What to work on >> Retype every entry in its entirety, without alteration.
======== Data to process
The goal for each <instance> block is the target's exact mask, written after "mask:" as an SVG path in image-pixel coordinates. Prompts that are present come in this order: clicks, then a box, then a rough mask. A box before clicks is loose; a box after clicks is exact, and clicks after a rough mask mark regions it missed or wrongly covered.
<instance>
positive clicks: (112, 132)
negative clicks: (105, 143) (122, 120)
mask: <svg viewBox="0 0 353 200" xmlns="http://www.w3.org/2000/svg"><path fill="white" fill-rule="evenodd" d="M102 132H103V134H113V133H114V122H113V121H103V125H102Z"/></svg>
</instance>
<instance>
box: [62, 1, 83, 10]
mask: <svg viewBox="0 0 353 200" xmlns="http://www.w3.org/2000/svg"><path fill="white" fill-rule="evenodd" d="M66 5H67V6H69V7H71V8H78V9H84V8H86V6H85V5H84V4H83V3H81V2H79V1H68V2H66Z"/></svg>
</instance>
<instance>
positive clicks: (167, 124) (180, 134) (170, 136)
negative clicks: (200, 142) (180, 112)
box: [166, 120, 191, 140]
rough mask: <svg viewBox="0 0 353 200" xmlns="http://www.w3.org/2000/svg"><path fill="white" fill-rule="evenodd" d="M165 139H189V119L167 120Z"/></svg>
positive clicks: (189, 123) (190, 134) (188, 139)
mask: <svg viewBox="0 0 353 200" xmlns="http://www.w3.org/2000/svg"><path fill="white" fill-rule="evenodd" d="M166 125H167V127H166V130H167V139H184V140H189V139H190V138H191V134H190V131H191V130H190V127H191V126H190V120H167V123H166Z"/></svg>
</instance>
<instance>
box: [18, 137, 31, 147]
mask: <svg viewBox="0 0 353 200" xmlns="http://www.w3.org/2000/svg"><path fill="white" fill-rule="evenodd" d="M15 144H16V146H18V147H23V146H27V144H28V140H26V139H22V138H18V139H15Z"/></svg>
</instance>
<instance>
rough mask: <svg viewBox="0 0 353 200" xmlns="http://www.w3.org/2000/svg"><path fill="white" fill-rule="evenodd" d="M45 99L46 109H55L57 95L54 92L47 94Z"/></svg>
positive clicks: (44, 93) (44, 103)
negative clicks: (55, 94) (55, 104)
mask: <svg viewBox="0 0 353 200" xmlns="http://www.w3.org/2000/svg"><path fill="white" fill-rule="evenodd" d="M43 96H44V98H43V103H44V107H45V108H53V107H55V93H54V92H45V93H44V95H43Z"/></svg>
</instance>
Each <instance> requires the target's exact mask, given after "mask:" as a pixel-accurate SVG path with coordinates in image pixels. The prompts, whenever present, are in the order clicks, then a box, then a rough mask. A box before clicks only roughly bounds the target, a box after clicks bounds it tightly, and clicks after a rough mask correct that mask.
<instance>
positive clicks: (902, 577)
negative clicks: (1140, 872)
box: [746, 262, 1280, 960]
================
Answer to this task >>
The goal for each <instance> block is the target's exact mask, written after "mask:" as an SVG path in image-pixel coordinates. Prompts that are present come in this order: clicks, then a box, then a rough mask. A box before clicks is loose; a box after clicks is exact, and clicks after a rough mask mark regions it missed or wrongly covered.
<instance>
positive clicks: (112, 132)
negative clicks: (105, 143) (122, 120)
mask: <svg viewBox="0 0 353 200" xmlns="http://www.w3.org/2000/svg"><path fill="white" fill-rule="evenodd" d="M102 132H103V134H113V133H114V122H113V121H103V125H102Z"/></svg>
</instance>
<instance>
box: [62, 1, 83, 10]
mask: <svg viewBox="0 0 353 200" xmlns="http://www.w3.org/2000/svg"><path fill="white" fill-rule="evenodd" d="M66 5H67V6H69V7H71V8H78V9H84V8H86V6H85V5H84V4H83V3H81V2H79V1H68V2H66Z"/></svg>
</instance>
<instance>
positive clicks: (167, 124) (180, 134) (170, 136)
negative clicks: (200, 142) (180, 112)
box: [166, 120, 191, 140]
rough mask: <svg viewBox="0 0 353 200" xmlns="http://www.w3.org/2000/svg"><path fill="white" fill-rule="evenodd" d="M165 139H189V119L167 120Z"/></svg>
positive clicks: (189, 123) (190, 134) (188, 139)
mask: <svg viewBox="0 0 353 200" xmlns="http://www.w3.org/2000/svg"><path fill="white" fill-rule="evenodd" d="M166 125H167V127H166V130H167V139H184V140H189V139H190V138H191V134H190V131H191V130H190V127H191V126H190V120H167V123H166Z"/></svg>
</instance>
<instance>
box: [18, 137, 31, 147]
mask: <svg viewBox="0 0 353 200" xmlns="http://www.w3.org/2000/svg"><path fill="white" fill-rule="evenodd" d="M15 144H16V146H18V147H23V146H27V144H28V140H26V139H22V138H18V139H15Z"/></svg>
</instance>
<instance>
rough mask: <svg viewBox="0 0 353 200" xmlns="http://www.w3.org/2000/svg"><path fill="white" fill-rule="evenodd" d="M45 99L46 109H55L57 95L54 92L47 94Z"/></svg>
positive clicks: (44, 93) (44, 103)
negative clicks: (55, 94) (55, 104)
mask: <svg viewBox="0 0 353 200" xmlns="http://www.w3.org/2000/svg"><path fill="white" fill-rule="evenodd" d="M43 96H44V98H43V103H44V107H45V108H53V107H55V93H54V92H45V93H44V95H43Z"/></svg>
</instance>
Each <instance> requires the target's exact mask, given after "mask:" as a pixel-accurate SVG path with coordinates in image pixels. The prompts, whenever present, are in the order clicks, then a box, then a rough mask. A box before clicks only roughly bounds the target, a box after clicks bounds it tightly, and clicks after a rough mask correct that mask.
<instance>
positive clicks: (902, 577)
negative clicks: (1140, 872)
box: [746, 262, 1280, 960]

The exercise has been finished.